◆ **TASK PROMPT**: Update the rows below by swapping each "yak" for "horse", keeping everything else the same.

Rows from a dataset
# # # # #

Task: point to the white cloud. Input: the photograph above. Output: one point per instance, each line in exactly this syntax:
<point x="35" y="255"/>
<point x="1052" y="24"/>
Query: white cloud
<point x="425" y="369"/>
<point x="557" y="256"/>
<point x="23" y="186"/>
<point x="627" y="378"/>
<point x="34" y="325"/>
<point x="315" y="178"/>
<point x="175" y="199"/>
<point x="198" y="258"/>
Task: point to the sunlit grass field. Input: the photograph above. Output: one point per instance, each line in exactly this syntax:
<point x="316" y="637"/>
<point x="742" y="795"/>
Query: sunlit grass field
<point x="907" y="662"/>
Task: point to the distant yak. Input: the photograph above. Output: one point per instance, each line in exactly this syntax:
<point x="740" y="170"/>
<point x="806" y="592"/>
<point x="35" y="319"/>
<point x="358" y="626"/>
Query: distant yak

# # # # #

◆ **ANSWER TO THE PROBLEM**:
Task: point to the white cloud. Input: the photograph above. Output: one point per instance, each line in exactly this syntax:
<point x="35" y="255"/>
<point x="1052" y="24"/>
Query: white cloud
<point x="425" y="369"/>
<point x="557" y="256"/>
<point x="23" y="186"/>
<point x="627" y="378"/>
<point x="34" y="325"/>
<point x="315" y="178"/>
<point x="175" y="199"/>
<point x="198" y="258"/>
Task: point to the sunlit grass field. Input: the photograph above. Output: one point per instance, each line in exactly this syntax:
<point x="316" y="637"/>
<point x="742" y="795"/>
Query: sunlit grass field
<point x="907" y="662"/>
Task: point to the distant horse. Input: the photograph above. Output: one point per instance, each line in exactly this syntax:
<point x="740" y="170"/>
<point x="806" y="592"/>
<point x="35" y="319"/>
<point x="358" y="626"/>
Query: distant horse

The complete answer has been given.